Pointing and labeling entries:
-------

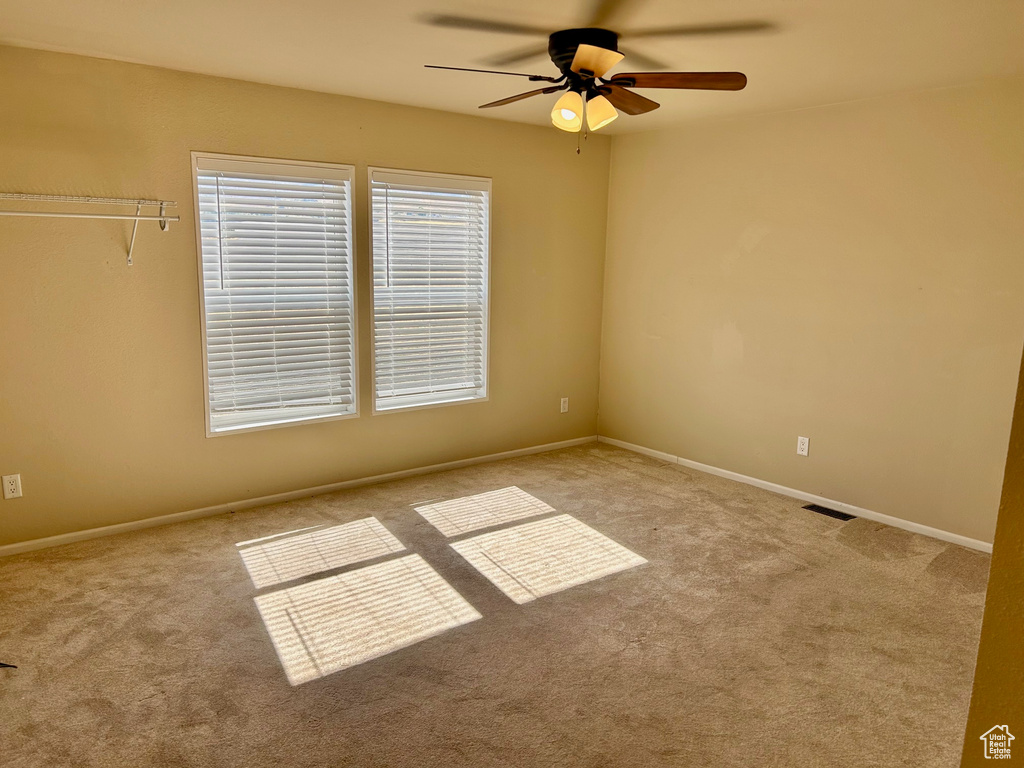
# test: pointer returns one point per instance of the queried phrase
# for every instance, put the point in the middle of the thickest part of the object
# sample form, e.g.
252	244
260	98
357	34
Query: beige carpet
757	634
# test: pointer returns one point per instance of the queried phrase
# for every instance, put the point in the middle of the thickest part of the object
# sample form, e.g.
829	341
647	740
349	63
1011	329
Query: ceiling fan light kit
599	113
586	54
567	113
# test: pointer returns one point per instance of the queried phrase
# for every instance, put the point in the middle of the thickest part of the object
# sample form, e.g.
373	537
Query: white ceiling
822	51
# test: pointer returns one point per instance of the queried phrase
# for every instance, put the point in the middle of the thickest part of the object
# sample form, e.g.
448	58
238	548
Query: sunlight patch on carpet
300	553
540	558
482	511
342	621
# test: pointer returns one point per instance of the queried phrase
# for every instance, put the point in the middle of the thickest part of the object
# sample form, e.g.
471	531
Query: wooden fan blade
628	101
636	57
520	96
596	60
483	25
714	81
496	72
702	29
515	56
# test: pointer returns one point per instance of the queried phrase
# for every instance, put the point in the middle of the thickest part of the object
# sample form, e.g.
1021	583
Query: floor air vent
829	512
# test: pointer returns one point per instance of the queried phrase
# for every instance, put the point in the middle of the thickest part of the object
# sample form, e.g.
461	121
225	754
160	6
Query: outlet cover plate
11	486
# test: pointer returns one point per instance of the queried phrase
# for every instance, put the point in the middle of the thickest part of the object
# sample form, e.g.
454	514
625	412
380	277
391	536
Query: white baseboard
867	514
150	522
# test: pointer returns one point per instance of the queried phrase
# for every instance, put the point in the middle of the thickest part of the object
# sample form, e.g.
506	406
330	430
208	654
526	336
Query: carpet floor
756	634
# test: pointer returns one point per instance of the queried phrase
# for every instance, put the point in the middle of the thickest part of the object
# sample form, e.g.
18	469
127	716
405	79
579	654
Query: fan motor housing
562	45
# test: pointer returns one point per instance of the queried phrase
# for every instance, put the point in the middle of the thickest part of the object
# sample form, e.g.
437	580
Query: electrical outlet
11	486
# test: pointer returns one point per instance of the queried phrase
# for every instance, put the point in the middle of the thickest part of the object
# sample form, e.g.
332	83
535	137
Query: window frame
257	164
486	181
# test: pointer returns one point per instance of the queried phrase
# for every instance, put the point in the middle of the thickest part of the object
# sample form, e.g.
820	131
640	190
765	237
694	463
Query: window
430	259
275	255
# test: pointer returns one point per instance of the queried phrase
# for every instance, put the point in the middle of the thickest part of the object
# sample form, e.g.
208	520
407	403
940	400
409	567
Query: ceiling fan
584	56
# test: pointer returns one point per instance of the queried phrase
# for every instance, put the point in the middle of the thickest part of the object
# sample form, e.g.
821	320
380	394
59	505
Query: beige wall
998	677
852	273
100	374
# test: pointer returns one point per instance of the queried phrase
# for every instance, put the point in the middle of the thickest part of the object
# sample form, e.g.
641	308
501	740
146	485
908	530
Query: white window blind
430	257
276	265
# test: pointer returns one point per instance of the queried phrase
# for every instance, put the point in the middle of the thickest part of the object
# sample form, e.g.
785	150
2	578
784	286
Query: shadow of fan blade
515	56
482	25
702	29
641	59
603	11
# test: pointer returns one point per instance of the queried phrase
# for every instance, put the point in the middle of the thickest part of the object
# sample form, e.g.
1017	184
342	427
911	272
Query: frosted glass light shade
567	113
599	113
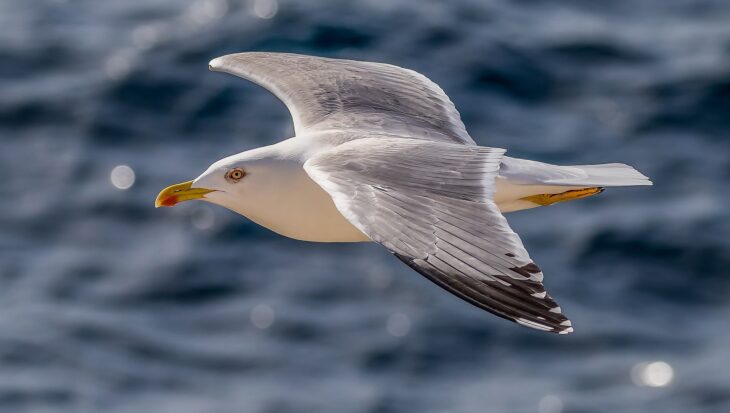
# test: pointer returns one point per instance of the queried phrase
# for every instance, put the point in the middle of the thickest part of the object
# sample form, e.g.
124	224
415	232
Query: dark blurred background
108	305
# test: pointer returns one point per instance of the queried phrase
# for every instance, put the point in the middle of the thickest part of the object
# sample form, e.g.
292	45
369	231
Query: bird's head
231	182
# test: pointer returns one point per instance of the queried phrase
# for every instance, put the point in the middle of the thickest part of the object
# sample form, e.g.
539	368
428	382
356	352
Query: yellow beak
177	193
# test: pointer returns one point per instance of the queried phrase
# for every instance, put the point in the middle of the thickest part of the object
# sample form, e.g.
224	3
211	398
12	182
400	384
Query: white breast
293	205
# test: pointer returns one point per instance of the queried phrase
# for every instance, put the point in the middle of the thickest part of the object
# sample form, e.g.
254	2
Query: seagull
380	154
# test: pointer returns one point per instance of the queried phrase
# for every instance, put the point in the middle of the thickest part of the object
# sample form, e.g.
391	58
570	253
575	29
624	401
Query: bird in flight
380	154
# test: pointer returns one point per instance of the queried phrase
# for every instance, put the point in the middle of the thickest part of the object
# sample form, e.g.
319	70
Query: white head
235	182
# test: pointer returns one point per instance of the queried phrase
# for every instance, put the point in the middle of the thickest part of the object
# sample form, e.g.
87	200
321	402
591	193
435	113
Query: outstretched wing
430	204
333	94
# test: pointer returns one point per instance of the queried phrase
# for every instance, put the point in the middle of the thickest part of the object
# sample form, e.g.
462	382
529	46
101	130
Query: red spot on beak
169	201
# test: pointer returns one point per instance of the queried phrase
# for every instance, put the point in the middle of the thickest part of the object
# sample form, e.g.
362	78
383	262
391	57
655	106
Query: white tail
524	171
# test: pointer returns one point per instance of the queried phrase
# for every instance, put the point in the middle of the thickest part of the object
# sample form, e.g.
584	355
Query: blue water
109	305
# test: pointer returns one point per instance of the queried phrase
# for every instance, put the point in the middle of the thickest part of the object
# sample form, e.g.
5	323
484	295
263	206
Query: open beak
177	193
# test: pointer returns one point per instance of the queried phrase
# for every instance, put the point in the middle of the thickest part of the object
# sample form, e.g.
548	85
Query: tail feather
523	171
609	174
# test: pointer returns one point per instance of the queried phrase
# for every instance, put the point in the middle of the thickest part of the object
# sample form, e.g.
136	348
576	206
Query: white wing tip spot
566	331
533	324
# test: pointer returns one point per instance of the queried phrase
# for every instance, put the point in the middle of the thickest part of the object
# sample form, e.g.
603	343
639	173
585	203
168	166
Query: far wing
430	204
332	94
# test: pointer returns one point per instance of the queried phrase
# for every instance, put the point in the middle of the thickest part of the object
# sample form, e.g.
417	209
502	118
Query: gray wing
430	204
325	94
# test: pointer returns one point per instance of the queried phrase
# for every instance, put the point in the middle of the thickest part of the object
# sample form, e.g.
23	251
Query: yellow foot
549	199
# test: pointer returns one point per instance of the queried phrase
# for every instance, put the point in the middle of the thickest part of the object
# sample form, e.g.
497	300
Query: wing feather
326	94
412	197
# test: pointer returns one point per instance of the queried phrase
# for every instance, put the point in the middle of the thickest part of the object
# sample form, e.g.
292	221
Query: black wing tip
564	327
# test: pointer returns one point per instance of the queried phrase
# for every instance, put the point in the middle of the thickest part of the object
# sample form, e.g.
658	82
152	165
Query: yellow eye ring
235	174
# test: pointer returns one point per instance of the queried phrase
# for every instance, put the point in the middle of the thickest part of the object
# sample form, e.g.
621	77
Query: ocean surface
110	305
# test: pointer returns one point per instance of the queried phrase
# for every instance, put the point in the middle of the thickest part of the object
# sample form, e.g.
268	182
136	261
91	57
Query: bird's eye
235	174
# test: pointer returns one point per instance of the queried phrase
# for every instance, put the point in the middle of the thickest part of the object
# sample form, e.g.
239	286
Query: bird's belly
304	211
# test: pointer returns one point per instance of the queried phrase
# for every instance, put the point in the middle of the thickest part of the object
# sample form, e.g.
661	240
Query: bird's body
380	154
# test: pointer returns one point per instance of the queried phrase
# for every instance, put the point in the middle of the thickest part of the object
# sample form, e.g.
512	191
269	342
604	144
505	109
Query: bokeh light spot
122	177
652	374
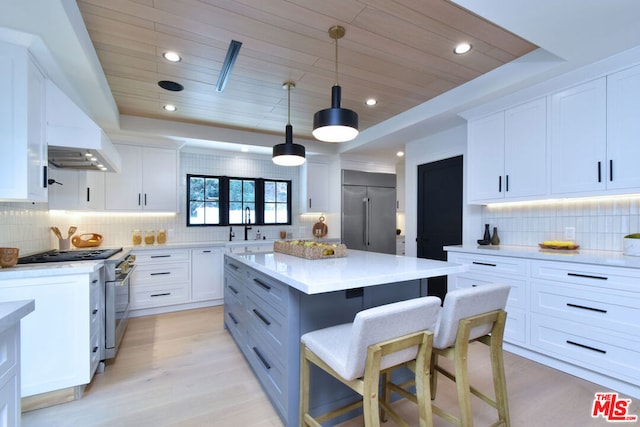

-------

Exercise goal: List each line of the material above that contains the word "floor", copying every such line in full.

Solution to this task:
Query: floor air vent
Query: carpet floor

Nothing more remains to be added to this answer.